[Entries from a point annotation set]

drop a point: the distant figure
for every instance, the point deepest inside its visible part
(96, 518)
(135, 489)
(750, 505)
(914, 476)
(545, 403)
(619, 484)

GIVEN REQUEST => Format the lines of the items above as a JSON list of strings, with one string per line and any blank lines omitted.

EXERCISE ANSWER =>
[
  "drop a point: the distant figure",
  "for every instance, the point deepest inside its visible part",
  "(96, 518)",
  "(135, 489)",
  "(750, 505)",
  "(914, 476)",
  "(545, 403)",
  "(619, 484)"
]